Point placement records
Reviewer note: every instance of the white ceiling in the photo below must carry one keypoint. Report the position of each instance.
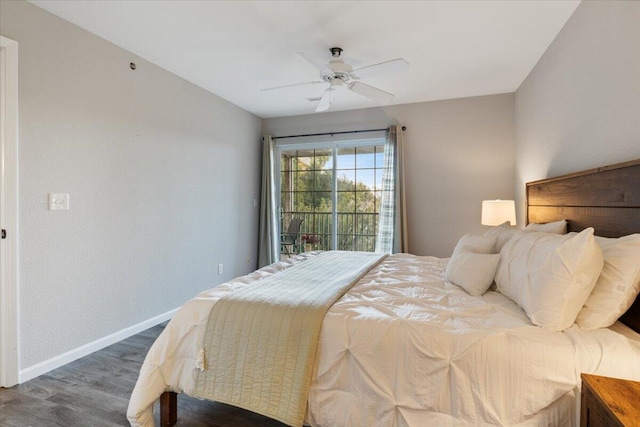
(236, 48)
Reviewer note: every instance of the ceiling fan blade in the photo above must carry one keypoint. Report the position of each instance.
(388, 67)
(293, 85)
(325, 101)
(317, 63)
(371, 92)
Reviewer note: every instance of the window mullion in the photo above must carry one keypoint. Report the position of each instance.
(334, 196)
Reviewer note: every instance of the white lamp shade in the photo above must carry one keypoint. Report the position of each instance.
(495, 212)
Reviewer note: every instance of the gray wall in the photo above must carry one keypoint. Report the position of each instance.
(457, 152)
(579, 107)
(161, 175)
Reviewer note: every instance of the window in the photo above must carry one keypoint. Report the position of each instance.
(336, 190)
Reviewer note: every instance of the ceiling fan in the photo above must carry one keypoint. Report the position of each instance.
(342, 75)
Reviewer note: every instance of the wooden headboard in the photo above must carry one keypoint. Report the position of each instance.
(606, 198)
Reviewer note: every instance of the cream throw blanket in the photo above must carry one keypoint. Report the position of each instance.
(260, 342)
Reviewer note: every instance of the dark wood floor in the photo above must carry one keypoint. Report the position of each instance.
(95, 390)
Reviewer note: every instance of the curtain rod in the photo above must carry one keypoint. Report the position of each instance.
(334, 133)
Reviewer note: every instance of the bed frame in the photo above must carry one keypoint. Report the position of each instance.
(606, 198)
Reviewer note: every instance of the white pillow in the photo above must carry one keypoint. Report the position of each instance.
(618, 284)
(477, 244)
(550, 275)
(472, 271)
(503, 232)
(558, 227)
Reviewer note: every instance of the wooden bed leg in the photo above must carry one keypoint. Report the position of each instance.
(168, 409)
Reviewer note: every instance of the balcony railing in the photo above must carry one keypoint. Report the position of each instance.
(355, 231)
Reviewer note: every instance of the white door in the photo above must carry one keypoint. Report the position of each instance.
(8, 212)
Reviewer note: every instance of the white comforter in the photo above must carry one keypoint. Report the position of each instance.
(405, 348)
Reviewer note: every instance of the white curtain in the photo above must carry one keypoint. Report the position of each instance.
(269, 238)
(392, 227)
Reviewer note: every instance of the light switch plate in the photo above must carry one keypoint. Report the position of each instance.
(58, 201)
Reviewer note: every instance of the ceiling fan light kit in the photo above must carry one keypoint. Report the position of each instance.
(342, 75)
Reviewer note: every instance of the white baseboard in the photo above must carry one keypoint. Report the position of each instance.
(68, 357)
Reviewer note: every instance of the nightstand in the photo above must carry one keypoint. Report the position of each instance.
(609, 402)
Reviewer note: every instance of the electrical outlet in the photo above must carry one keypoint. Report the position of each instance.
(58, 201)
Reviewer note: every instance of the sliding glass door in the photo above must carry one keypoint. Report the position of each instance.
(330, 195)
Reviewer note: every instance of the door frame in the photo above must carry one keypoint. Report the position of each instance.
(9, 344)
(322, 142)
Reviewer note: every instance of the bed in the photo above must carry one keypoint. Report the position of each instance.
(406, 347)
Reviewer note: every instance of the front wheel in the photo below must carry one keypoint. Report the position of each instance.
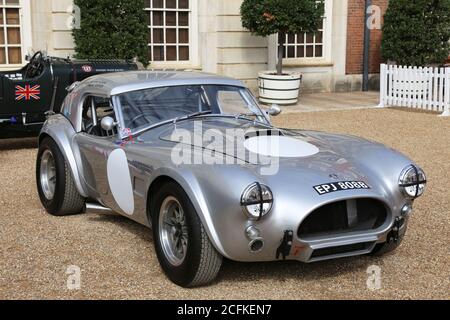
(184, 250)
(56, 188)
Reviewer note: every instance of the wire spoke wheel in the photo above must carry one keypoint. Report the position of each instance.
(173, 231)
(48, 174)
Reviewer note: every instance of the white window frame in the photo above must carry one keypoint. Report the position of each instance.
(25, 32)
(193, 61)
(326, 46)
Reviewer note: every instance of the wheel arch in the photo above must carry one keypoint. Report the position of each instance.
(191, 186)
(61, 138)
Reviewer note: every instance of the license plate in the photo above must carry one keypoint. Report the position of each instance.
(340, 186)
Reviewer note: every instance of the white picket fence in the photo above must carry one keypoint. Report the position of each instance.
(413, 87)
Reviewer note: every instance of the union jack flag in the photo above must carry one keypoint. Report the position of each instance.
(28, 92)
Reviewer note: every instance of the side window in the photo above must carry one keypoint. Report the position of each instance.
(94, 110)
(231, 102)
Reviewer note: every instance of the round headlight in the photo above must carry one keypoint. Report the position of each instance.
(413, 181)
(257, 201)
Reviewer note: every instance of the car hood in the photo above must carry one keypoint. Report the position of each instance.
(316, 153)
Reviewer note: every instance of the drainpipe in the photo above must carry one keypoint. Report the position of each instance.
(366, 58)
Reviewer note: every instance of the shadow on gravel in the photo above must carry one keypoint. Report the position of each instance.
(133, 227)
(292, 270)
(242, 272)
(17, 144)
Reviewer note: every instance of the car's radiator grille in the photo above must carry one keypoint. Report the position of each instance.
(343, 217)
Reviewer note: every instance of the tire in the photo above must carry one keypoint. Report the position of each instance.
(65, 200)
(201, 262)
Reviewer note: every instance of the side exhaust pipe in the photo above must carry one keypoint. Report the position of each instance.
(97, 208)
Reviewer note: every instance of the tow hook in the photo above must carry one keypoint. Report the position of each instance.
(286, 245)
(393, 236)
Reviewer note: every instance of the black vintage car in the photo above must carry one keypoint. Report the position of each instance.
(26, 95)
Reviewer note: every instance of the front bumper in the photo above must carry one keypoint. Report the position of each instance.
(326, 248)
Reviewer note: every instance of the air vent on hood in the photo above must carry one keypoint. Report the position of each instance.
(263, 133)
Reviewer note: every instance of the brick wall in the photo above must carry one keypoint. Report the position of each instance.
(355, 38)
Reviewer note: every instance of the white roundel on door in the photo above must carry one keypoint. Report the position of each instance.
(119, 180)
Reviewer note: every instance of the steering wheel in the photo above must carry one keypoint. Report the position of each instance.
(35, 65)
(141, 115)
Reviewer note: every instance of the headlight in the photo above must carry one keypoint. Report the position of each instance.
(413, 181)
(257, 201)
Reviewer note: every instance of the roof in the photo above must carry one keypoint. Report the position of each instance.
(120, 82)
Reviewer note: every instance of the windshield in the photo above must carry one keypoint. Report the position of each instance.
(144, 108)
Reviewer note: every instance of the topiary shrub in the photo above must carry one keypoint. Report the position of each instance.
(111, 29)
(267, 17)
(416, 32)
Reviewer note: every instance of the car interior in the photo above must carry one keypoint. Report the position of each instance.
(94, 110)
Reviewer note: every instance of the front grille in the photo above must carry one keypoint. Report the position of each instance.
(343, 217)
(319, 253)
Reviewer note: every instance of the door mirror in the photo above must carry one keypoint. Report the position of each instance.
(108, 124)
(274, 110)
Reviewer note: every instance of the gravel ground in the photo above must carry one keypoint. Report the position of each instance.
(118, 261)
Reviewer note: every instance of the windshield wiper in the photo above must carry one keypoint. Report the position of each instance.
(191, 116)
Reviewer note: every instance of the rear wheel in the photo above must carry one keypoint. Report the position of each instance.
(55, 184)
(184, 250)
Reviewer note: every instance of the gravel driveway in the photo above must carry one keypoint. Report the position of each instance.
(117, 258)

* [What is asked]: Convert the records into a two-column CSV with the headers note_text and keypoints. Start with the line containing "Reviewer note: every instance of the gravel driveway" and continue through the end of the records. Each row holds one note and its answer, with each value in a single quoted field and line breaks replaced by spaces.

* [The reply]:
note_text,keypoints
"Reviewer note: every instance of the gravel driveway in the photo above must carry one keypoint. Report the position of each instance.","(117, 258)"